-- Problem description --
Write out all of the entries exactly, please.
[Begin Material for the task]
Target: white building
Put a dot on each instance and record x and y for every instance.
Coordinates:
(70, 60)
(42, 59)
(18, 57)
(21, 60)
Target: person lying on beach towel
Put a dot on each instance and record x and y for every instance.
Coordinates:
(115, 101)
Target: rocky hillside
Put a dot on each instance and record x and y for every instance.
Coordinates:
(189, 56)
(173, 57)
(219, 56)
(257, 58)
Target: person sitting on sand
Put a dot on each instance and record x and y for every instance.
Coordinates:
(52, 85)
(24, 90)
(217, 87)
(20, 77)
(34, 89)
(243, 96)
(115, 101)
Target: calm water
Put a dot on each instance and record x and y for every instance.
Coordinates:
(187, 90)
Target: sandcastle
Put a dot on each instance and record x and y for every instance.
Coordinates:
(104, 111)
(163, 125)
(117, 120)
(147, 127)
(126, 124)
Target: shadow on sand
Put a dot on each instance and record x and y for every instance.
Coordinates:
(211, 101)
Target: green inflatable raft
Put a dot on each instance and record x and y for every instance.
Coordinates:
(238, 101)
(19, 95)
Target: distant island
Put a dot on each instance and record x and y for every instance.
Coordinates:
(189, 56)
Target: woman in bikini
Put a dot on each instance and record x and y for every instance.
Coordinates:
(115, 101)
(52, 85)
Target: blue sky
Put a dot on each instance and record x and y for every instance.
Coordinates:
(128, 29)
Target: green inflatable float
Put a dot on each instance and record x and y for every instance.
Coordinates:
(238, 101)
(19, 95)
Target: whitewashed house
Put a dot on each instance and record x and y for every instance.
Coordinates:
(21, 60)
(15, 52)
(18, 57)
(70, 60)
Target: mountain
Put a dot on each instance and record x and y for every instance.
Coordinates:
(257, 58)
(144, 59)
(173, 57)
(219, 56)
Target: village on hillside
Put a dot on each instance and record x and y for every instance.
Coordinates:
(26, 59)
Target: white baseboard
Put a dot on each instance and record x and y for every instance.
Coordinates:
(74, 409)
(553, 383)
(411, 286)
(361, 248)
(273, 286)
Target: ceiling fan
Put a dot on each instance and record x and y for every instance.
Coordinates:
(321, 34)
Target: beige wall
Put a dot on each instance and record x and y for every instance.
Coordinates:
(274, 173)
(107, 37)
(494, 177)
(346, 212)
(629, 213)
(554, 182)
[End Material for the task]
-- Correct answer --
Target: white building
Put a dot on each instance and record x and y for every instance.
Coordinates:
(70, 60)
(42, 59)
(18, 57)
(21, 60)
Target: person lying on beach towel
Put a dot on each instance and record x and y for every instance.
Coordinates:
(115, 101)
Target: rocky hillside
Put a dot on each instance and record x and y for every instance.
Coordinates:
(189, 56)
(173, 57)
(219, 56)
(257, 58)
Target: person sitting on sand
Put a dot on each instance and record x and y for every instance.
Coordinates:
(52, 85)
(24, 90)
(217, 87)
(20, 77)
(34, 89)
(243, 96)
(115, 101)
Target: calm water
Put a dot on each instance and record x and y for every instance.
Coordinates:
(187, 90)
Target: sandcastle
Put a dot on each instance and record x and y for every instance.
Coordinates:
(104, 111)
(163, 125)
(117, 120)
(147, 127)
(126, 124)
Target: shadow on sand
Put a dot on each instance and record x and y for every instance.
Coordinates:
(211, 101)
Target: green inflatable raft
Put a dot on each instance and record x and y for every instance.
Coordinates:
(238, 101)
(19, 95)
Target: distant island
Put a dot on each instance and record x and y for every instance.
Coordinates:
(189, 56)
Target: woman in bikini
Put a dot on each instance and record x and y for every instance.
Coordinates:
(115, 101)
(52, 85)
Target: blue sky
Put a dot on each instance and record x and y for every instance.
Coordinates:
(128, 29)
Target: green inflatable float
Put a dot on each instance and record x and y for every instance.
Coordinates:
(238, 101)
(19, 95)
Target: whitewashed house
Put a dot on each instance and record x and y for every instance.
Coordinates:
(21, 60)
(15, 52)
(18, 57)
(70, 60)
Target: mountain
Put a dot on each instance and record x and y for every instance.
Coordinates:
(257, 58)
(144, 59)
(173, 57)
(219, 56)
Target: village on hillside
Put a dot on each instance and record x and y for every instance.
Coordinates:
(26, 59)
Target: white baseboard
Put a dot on each instance and record x and y for every instance.
Coordinates:
(74, 409)
(553, 383)
(411, 286)
(361, 248)
(273, 286)
Target: ceiling fan
Put a dot on each instance and record x and y for every instance.
Coordinates:
(321, 34)
Target: beige wall
Put a dot on each instance and record x and y for every instance.
Coordinates:
(274, 173)
(107, 37)
(494, 177)
(346, 212)
(629, 213)
(554, 182)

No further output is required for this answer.